_Angezeigter Textauszug_.
+---+

# [GWT + RPC + App engine] Grundaufbau eines Projektes



## lordcarlos (15. Nov 2011)

Hallo liebe javagemeinde.

Ich mache gerade mein erstes eigenes Projekt mit GWT and App Engine.
Wo sollen die datenmodel klassen am besten hin? Client, shared oder Server side?

Ich will ein einfaches Auktionshaus schreiben welches man im nachhinein moeglich leicht einer bestimmten Situation anpassen kann. ein paar beispiel klassen:
[java=12]@PersistenceCapable(identityType = IdentityType.APPLICATION)
public class UserProfile implements IsSerializable {
	@PrimaryKey
	@Persistent(valueStrategy = IdGeneratorStrategy.IDENTITY)
	@Extension(vendorName="datanucleus", key="gae.encoded-pk", value="true")
	private String id;
	@Persistent
	private String firstName;
	@Persistent
	private String lastName;
//Und noch mehr einfache typen
//getter setter etc.
}
[/code]
oder auch
[java=13]@PersistenceCapable(identityType = IdentityType.APPLICATION)

+---+

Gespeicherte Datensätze
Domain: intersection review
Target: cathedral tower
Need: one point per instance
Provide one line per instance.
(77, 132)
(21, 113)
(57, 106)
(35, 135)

+---+

_Arbeitsauftrag A_.
Gib den Teil des Forenbeitrags, der mit den Worten „## lordcarlos (15.“ beginnt und mit „oder Server side?“ endet, neu wieder und setze dabei „Google Web Toolkit“ an die Stelle von „GWT“.
_Arbeitsauftrag B_.
Beantworte diese Fragen zum Forenbeitrag:
(i) An welchem Datum wurde der Forenbeitrag verfasst?
(ii) Welche Anwendung soll in dem Projekt geschrieben werden?
(iii) Welches Interface implementiert die Klasse UserProfile?

_Deine Lösung A_.
## lordcarlos (15. Nov 2011)

Hallo liebe javagemeinde.

Ich mache gerade mein erstes eigenes Projekt mit Google Web Toolkit and App Engine.
Wo sollen die datenmodel klassen am besten hin? Client, shared oder Server side?

_Deine Lösung B_.
(i) Am 15. Nov 2011.
(ii) Ein einfaches Auktionshaus.
(iii) IsSerializable.